------ SOURCE EXTRACT ------

It has been the success story on which successive governments have modelled their economic development policies, one only blotted public relations-wise by moving some manufacturing offshore to cheaper labour countries like Mexico and Thailand. Nevertheless, as Jim Anderton summed it up, Fisher & Paykel is New Zealand's General Motors.

The symbolism is unavoidable. If Fisher & Paykel Appliances were to fail, it would be a massive psychological blow to the country's self-confidence at the worst possible time.

Key's talk of intervention was very deliberate. In his view, these are extraordinary times demanding extraordinary solutions. Faced with the potential loss of 1600 jobs, the choice was either to do something or do nothing. That is not really a choice.

English, however, played a dead bat to Key's talk of potential bail-outs of struggling corporates. English did not shoot down the idea, but he did not express any enthusiasm for the concept either.

He and Key were predictably peppered with parliamentary questions from Labour seeking the criteria under which struggling companies would qualify for bail-outs.

They were further questions outside Parliament. Why should the New Zealand taxpayer fork out cash to save jobs in Thailand? Why should the taxpayer come to the rescue of the company's shareholders? Fisher & Paykel Appliances may be an iconic asset, but it is not a strategic asset like Air New Zealand, whose absence would definitely hurt the economy.

------

» **YOUR TASK**
Reproduce the portion of the Fisher & Paykel commentary between "It has been" and "really a choice.", inclusive.

------ INFORMATION ------

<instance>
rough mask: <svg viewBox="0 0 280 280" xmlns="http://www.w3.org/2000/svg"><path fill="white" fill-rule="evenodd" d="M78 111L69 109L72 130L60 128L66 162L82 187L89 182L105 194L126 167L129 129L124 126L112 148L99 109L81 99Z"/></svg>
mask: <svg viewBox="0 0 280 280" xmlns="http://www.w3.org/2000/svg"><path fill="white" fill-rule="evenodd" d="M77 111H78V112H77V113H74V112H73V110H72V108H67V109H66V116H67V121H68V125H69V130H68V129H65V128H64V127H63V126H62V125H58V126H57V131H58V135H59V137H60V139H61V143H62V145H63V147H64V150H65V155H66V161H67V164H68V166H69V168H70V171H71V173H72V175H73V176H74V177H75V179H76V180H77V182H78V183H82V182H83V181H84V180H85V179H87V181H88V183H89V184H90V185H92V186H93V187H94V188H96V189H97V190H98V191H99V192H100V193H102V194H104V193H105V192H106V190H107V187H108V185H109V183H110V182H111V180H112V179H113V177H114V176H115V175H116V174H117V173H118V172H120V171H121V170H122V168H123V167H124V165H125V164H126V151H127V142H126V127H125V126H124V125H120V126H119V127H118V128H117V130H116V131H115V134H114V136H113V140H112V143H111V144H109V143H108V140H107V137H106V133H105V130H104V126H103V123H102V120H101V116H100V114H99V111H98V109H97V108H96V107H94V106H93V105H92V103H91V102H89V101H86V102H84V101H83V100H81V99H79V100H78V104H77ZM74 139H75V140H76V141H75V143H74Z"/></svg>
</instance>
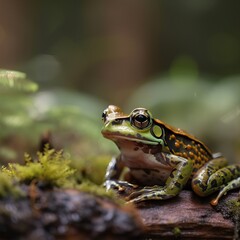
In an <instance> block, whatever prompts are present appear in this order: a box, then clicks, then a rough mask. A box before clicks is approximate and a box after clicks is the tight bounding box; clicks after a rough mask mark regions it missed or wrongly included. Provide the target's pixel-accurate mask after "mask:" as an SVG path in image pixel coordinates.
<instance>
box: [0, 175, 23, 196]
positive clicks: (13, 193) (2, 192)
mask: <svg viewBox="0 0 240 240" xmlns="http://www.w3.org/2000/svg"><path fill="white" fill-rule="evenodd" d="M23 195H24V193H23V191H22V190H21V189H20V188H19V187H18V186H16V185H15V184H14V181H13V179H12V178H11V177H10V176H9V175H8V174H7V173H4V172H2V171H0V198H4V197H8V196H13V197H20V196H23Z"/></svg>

------

» **OUTPUT OF THE EXERCISE**
It has been the success story on which successive governments have modelled their economic development policies, one only blotted public relations-wise by moving some manufacturing offshore to cheaper labour countries like Mexico and Thailand. Nevertheless, as Jim Anderton summed it up, Fisher & Paykel is New Zealand's General Motors.

The symbolism is unavoidable. If Fisher & Paykel Appliances were to fail, it would be a massive psychological blow to the country's self-confidence at the worst possible time.

Key's talk of intervention was very deliberate. In his view, these are extraordinary times demanding extraordinary solutions. Faced with the potential loss of 1600 jobs, the choice was either to do something or do nothing. That is not really a choice.